■ **Exercise aim**
Rewrite the lines below, from the line containing "Note: the class marks the blue helmet" through the end of the items, keeping the notes, and shift every coordinate value by -142.
** start of Records provided **
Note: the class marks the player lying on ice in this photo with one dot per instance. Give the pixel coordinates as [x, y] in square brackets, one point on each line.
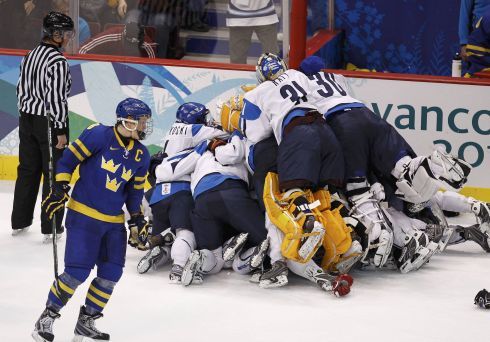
[113, 166]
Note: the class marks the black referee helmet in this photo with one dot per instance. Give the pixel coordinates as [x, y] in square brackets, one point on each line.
[56, 22]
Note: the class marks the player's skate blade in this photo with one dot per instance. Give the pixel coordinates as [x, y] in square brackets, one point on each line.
[236, 243]
[191, 268]
[275, 277]
[151, 258]
[85, 330]
[43, 329]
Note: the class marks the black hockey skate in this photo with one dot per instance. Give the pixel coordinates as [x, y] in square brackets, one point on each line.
[85, 329]
[277, 276]
[479, 233]
[234, 246]
[43, 330]
[153, 258]
[482, 299]
[175, 274]
[191, 273]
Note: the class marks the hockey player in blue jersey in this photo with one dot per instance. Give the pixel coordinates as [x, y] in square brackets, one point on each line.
[113, 164]
[171, 201]
[309, 156]
[372, 146]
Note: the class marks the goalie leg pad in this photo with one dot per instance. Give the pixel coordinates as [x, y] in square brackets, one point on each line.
[384, 248]
[292, 220]
[366, 209]
[349, 259]
[416, 183]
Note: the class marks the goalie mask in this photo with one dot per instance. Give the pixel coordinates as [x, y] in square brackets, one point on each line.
[135, 115]
[269, 67]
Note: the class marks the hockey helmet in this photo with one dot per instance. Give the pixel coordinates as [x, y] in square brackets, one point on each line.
[136, 112]
[192, 113]
[269, 67]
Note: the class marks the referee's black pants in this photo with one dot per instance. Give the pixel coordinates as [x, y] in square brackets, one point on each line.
[33, 162]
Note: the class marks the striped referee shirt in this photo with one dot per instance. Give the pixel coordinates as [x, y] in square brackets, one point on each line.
[44, 85]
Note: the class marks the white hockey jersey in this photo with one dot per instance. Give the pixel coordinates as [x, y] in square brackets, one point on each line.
[228, 162]
[329, 93]
[266, 106]
[207, 170]
[182, 136]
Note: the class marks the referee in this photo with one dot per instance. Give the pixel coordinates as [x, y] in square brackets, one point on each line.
[43, 87]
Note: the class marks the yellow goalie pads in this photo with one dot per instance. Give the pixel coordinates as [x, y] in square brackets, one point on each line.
[337, 239]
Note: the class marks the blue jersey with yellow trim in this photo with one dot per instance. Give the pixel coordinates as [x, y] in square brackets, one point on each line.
[111, 174]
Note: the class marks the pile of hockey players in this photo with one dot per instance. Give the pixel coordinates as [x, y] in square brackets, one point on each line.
[295, 174]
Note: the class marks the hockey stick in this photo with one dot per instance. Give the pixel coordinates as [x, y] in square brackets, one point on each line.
[50, 184]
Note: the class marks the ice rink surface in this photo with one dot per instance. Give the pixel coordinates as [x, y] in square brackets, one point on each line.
[432, 304]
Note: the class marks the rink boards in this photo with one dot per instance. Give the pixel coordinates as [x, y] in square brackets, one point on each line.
[452, 114]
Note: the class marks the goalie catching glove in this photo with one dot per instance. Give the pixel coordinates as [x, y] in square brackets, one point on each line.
[139, 229]
[56, 199]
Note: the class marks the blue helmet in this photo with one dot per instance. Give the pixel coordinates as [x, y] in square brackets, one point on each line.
[269, 67]
[311, 65]
[131, 111]
[192, 113]
[133, 108]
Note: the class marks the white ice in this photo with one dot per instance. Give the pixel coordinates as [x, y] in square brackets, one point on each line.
[433, 304]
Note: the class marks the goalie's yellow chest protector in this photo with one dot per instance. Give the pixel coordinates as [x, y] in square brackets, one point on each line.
[336, 240]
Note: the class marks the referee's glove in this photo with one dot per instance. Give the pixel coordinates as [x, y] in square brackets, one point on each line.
[56, 199]
[139, 229]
** end of Records provided **
■ **Solution to this exercise**
Note: the class marks the blue helmet in this photo with one dot per instance. Give the pixel coordinates as [x, y] in square brackets, one point on each line.
[127, -75]
[169, -77]
[-11, -31]
[50, -29]
[-9, -34]
Note: the class marks the white ice in this photo with one dot per instance. Give the pixel coordinates as [x, y] in square brackets, one point on each line.
[291, 162]
Note: the class marks the goalie's yellow chest protector in this photo with one dot per instance. Give the pixel coordinates as [x, y] in square brackets, one point on each line.
[194, 98]
Note: the class marks the referee's glove in this photo with one dot per instance. Give the pixel coordinates as [x, y] in square brackets, one point on each line.
[-86, 57]
[-3, 87]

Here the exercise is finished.